■ **TASK LIST**
1) Answer these from the hardware wallet comparison:
(a) Which chip manufacturers are named as examples for the Secure Element approach?
(b) Which seed recovery methods does the comparison table list for Blockstream Jade?
(c) What is the name of the Coldcard Mk4 feature that shows a different wallet under coercion?
2) From the hardware wallet comparison, print the passage starting at "Open Source approach: Security" and ending at "and glitch attacks.".

>> start SELECTED TEXT

A Security Comparison of Coldcard, Jade, Trezor, and Ledger - Taken Apart Firsthand
A comparison of four hardware wallets from the perspective of attack surface, security model, and software transparency. Evaluated against actual disclosed vulnerabilities and design decisions rather than marketing copy.
The usual criteria for choosing a hardware wallet are price, screen size, and the number of supported coins. This article does not use those criteria. Instead, it looks at the following four:
- How many paths exist by which the secret (seed) can leave the device
- Who can verify the firmware
- How supply chain attacks are defended against
- What vulnerabilities have been discovered in the past, and how were they addressed
Using these criteria, this article covers four widely used products as of 2026: Coldcard Mk4, Blockstream Jade, Trezor Model T / Safe 3, and Ledger Nano X / Stax.
Two Branches of the Security Model
The design philosophy of hardware wallets splits into two main branches.
Open Source approach: Security is staked on "software transparency." The entire firmware is publicly available, and through reproducible builds, anyone can verify that a binary matches its source code. Hardware uses general-purpose microcontrollers, or if a Secure Element is used, all code accessing that SE is made public.
Secure Element approach: Security is staked on "hardware isolation." The seed is stored on a certified security chip from manufacturers such as NXP or ST. The internal workings of these chips are bound by NDA and are not disclosed. In return, they offer design-level resistance to physical attacks such as power analysis and glitch attacks.
These two approaches assume different threats. The former prioritizes "what if the vendor plants a backdoor in the code," while the latter prioritizes "what if an attacker physically seizes my device." Which is correct depends on the user's threat model.
Design Comparison of the Four Products
| Item | Coldcard Mk4 | Blockstream Jade | Trezor Safe 3 | Ledger Nano X |
|---|---|---|---|---|
| Secure Element | Yes (Microchip ATECC608A, dual) | No (general-purpose MCU) | Yes (OPTIGA Trust M) | Yes (ST33, NDA) |
| Open source firmware | Yes (full) | Yes (full) | Yes (full) | Partial (MCU firmware open, SE app closed) |
| Reproducible build | Yes | Yes | Yes | Partial |
| Air-gapped (fully offline) operation | Possible (SD card, PSBT) | Possible (QR code mode) | Not possible (USB required) | Not possible (USB/Bluetooth required) |
| Anti-Exfiltration signing | Supported | Supported | Partially supported | Not supported |
| Default connection method | USB (air-gap possible) | USB, QR, Bluetooth (selectable) | USB | USB, Bluetooth |
| Seed recovery method | BIP39, SeedXOR, Trick PIN | BIP39, SLIP-39 | BIP39, SLIP-39 (Shamir) | BIP39 |
Pros and Cons by Device
Coldcard Mk4
This device pursues self-sovereignty and air-gapped operation in the most extreme way. It can be operated without plugging in USB at all, exchanging PSBTs (partially signed transactions) via SD card. It has a "Duress PIN" feature that allows showing a different wallet under coercion.

>> end SELECTED TEXT
>> start ENTRIES PROVIDED

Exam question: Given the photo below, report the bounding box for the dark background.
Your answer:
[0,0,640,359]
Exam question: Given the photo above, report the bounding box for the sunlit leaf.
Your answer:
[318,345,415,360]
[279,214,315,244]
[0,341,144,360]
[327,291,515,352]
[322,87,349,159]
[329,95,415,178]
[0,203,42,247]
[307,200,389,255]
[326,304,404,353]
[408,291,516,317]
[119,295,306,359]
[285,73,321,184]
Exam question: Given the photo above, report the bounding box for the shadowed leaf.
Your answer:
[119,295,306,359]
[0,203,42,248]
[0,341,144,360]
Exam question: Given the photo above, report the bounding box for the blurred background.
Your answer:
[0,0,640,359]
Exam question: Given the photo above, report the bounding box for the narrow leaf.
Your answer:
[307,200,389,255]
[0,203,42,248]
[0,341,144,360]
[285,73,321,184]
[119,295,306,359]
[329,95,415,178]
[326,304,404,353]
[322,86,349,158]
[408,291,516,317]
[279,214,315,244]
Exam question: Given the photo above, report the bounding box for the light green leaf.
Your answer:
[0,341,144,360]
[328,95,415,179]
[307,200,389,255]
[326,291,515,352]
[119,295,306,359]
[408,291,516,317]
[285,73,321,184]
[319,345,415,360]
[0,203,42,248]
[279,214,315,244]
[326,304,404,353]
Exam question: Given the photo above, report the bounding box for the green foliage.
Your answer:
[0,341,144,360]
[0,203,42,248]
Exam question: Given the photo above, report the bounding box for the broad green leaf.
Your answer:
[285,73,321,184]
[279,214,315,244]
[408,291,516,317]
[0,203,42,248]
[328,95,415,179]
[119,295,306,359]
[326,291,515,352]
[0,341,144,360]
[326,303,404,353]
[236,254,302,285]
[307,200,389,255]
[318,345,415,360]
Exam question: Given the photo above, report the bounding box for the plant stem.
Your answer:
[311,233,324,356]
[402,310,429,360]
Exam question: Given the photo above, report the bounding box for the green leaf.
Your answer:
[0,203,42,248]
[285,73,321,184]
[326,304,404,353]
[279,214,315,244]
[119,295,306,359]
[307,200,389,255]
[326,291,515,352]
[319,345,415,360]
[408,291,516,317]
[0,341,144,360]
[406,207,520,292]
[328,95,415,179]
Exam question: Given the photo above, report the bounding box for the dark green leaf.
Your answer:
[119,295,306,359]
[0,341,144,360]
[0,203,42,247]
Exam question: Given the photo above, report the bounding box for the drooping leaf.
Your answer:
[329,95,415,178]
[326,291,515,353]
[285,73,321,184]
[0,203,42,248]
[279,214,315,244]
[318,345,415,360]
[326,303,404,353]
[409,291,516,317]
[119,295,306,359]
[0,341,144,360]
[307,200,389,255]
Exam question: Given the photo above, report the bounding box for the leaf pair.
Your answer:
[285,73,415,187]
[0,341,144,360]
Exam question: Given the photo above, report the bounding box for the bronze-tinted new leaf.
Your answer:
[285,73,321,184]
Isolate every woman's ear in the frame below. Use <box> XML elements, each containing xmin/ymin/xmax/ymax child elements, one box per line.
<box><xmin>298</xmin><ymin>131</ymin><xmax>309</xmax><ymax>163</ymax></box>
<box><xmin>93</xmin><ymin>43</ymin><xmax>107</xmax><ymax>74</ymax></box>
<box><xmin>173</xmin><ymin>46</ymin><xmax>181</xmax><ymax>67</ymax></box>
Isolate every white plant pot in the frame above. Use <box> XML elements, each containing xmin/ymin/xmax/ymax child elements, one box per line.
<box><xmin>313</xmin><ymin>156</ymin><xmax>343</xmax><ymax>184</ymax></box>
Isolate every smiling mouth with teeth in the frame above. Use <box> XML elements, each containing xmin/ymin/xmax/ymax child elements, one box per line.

>> end ENTRIES PROVIDED

■ **SOLUTION SET**
1)
(a) NXP and ST.
(b) BIP39 and SLIP-39.
(c) Duress PIN.

2)
Open Source approach: Security is staked on "software transparency." The entire firmware is publicly available, and through reproducible builds, anyone can verify that a binary matches its source code. Hardware uses general-purpose microcontrollers, or if a Secure Element is used, all code accessing that SE is made public.
Secure Element approach: Security is staked on "hardware isolation." The seed is stored on a certified security chip from manufacturers such as NXP or ST. The internal workings of these chips are bound by NDA and are not disclosed. In return, they offer design-level resistance to physical attacks such as power analysis and glitch attacks.